A Toulouse, les conditions de rétentions des sans papiers sont de plus en plus alarmantes. Avocats et associations s'en inquiètent. Seule la Préfecture garde un moral...d'acier. Fin février 1998, le centre de rétention de Midi-Pyrénées, situé à proximité de l'aéroport Toulouse-Blagnac, était totalement ravagé par un incendie. Un détenu, d'origine marocaine, y mettait le feu. Manière de fêter son prochain départ vers la terre de ses ancêtres. Dès lors, la Préfecture de la Haute-Garonne ordonnait à tous les services de gendarmerie et de police, du département, d'assumer les rétentions des personnes appréhendées dans leurs secteurs géographiques respectifs. "Nous n'avions pas besoin de cette histoire d'incendie", reconnaît Bernard Nicolaïef, Secrétaire Général de la Préfecture de la Haute-Garonne, tout en poursuivant, "actuellement sur Toulouse, nous n'avons pas de locaux qui soient corrects pour mettre des personnes en rétention, mis à part ceux de l'Hôtel de Police". Le commissariat central de l'Embouchure a donc fait de la place.

Contenu des données:
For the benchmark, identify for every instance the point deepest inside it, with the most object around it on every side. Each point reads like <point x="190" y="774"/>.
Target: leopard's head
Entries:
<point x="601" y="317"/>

Consignes de travail:
1 > Selon l'extrait sur la rétention à Toulouse, où se trouvait le centre de rétention de Midi-Pyrénées ?
2 > Rédigez la suite de l'extrait sur la rétention à Toulouse, à partir de sa dernière phrase.
La liste constitue un matériau à part, distinct de l'extrait sur la rétention à Toulouse.

Les réponses:
1 > À proximité de l'aéroport Toulouse-Blagnac.

2 >
Le secteur de dégrisement a été désigné pour servir de centre de rétention provisoire. Ce lieu est normalement habilité à recevoir poivrots d'un soir, clochards, ou prostitués. Et ce, pour une nuit. "Les sans papiers y séjournent en moyenne 10 jours avant d'être reconduits ou expulsés," nous a confié la Cimade, tout en précisant que "les conditions de rétentions y sont vraiment infernales. L'accueil est sordide. On a l'impression de pénétrer dans des oubliettes". Pourtant, pour le porte-parole de la Préfecture "tout est mis en oeuvre pour que les gens qui y passent ne soient pas traités comme des prisonniers et pour que les conditions de rétentions soient les plus humaines possibles".

Tellement humaine que le 24 mai dernier, un algérien et un tunisien se mettaient en grève de la faim pour protester contre leur imminente expulsion et contre la non-conformité des lieux. Ces lieux, où plutôt ce secteur est situé en sous-sol du commissariat. Pour y pénétrer il faut passer simultanément 2 portes à codes magnétiques, une fouille au corps et un chapelet de questions. Un poste de contrôle, où 2 flics prennent racines domine un couloir central de 10 mètres de long où de chaque côté sont alignées 5 cellules. Ces geôles de 4 m2 sont munis d'un lit et d'un lavabo. La lumière n'y pénètre jamais. Et pour cause il n'y a pas de fenêtre. Elles sont évidemment bruyantes. "Je serai mieux en prison qu'enfermé ici", explique avec tristesse Zegdoud. Ce sans papier d'origine algérienne a été arrêté le 24 mai, emmené dans cette cellule le 26 et expulsé le 2 juin. "Pas de T.V., pas de promenade, personne à qui parler. Je ne sors jamais d'ici. Si ce n'est pour manger. J'ai alors le droit de tourner une demi-heure. Puis je rentre dans la cellule. Je passe mes journées à dormir et à attendre que ça passe. C'est tout les jours pareil. Je suis un criminel pour mériter ça ?"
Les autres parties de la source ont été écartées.